**PÁGINA:**
%%
Esta é, agora, a camisola que visto e suo. Encaro-a com a mesma responsabilidade com que vesti a outra (mesmo a cor-de-rosa!). A equipa contrária lançou-se contra nós com todos os seus meios e nós soubemo-nos defender. É preciso surpreender - as pernas ainda têm força por isso faço o que faço melhor: pego na bola e ganho em velocidade, chego à linha de fundo e cruzo. Confio e conheço os meus colegas e sei que vai ser golo...
in Jornal da UDV, nº 6, Junho de 2010

sexta-feira, junho 18, 2010

Os sinos dobram por nós

Penso que este país irá definhar, à medida que os Homens que o fazem morrerem. Ficam as máquinas, os números, os índices, os seres do "sim senhor", do "isto é mesmo assim"... Não me interessa minimamente o que não é substantivo, porque mesmo na diferença só é relevante a diferença que fazemos nos outros, e para isso é necessária humanidade.

O John Donne disse e o Hemingway imortalizou: "não perguntes por quem os sinos dobram; eles dobram por ti." Estranhamente, não sei se com esta inspiração, em 1998 o Saramago lia em Oslo um discurso que todo ele acabava com sinos a rebate, numa evocação de um episódio passado numa aldeia italiana. Não seremos iguais depois de hoje e os sinos dobram por nós.

terça-feira, maio 18, 2010

Entre o individualismo e a individualização

Não posso deixar de partilhar este excerto da obra de Steinbeck, "As Vinhas da Ira". Numa era de individualização, da derrota aparente do colectivismo, da afirmação dos estilos de vida encerrados no "Eu", eis a causa, eis parte da solução - para quem, nas palavras do autor, como Paine, Marx, Jefferson ou Lenine, somos efeitos. Como "nós".

"Um homem, uma família expulsos das suas terras, esse veículo enferrujado arrastando-se, rangendo pela estrada, rumo ao Oeste. Eu perdi as minhas terras; um tractor, um só, roubou-mas. Estou sozinho e desnorteado. E uma família pernoita numa vala e outra família chega e as tendas surgem. Os dois homens acocoram-se no chão sobre os calcanhares e as mulheres e as crianças escutam em silêncio. Aqui está o nó, ó tu, que odeias as mudanças e temes as revoluções. Mantém esses dois homens afastados, faz com que eles se odeiem, se receiem, desconfiem um do outro. Porque aí começa aquilo que tu receias. Aí é que está o germe do que te apavora. É o zigoto. Porque aí transforma-se o "eu perdi as minhas terras", rompe-se uma célula e dessa célula rota brota aquilo que tu tanto odeias: o "nós perdemos as nossas terras". Aí é que reside o perigo, pois que dois homens nunca se sentem tão sozinhos e tão abatidos, como um só. E desse primeiro "nós" nasce algo muito mais perigoso: "eu tenho algum pão" mais "eu não tenho nenhum." E o resultado dessa soma é: "Nós temas alguma coisa." Então, a coisa toma um rumo; o movimento passa a ter um objectivo. Basta, nessa altura, uma pequena multiplicação e esse tractor, essas terras são nossas. Os dois homens acocorados numa vala, a pequena fogueira, a carne a fritar numa frigideira comum, as mulheres caladas, de olhos fixos; atrás, as crianças escutando com o coração palavras que o seu cérebro não alcança. A noite desce. A criança constipa-se. Olhe, tome este cobertor. É de lã. Pertenceu a minha mãe. Tome, fique com ele para a criança. Sim, é aí que tu deves lançar a tua bomba. É este o começo da passagem do "eu" para o "nós"."
%%
**DADOS RECOLHIDOS:**
%%
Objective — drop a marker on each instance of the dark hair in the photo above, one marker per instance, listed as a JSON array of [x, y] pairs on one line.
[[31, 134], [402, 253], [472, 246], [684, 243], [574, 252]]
%%
**PROBLEMAS A RESOLVER:**
1: Segundo a página, em que ano e em que cidade Saramago leu o discurso que terminava com sinos a rebate?
2: Prossiga a página a partir do ponto em que termina, com um ou dois parágrafos.

**RESPOSTAS:**
1: Em 1998, em Oslo.

2:
sexta-feira, maio 14, 2010

A coisa aqui está preta! (2)

"(...) Aqui na terra 'tão jogando futebol
Tem muito samba, muito choro e rock'n' roll
Uns dias chove, noutros dias bate sol
Mas o que eu quero é lhe dizer que a coisa aqui tá preta (...)"
Meu Caro Amigo, de Chico Buarque

Volto ao tema - e à música do Chico - não porque estou contra as comemorações do título do Benfica, a convocatória do Queiroz, nem sequer por achar ilegítima a dedicação mediática e institucional dada à passagem do Papa pelo "Caixão Vazio", como nos caracterizou o Baptista Bastos.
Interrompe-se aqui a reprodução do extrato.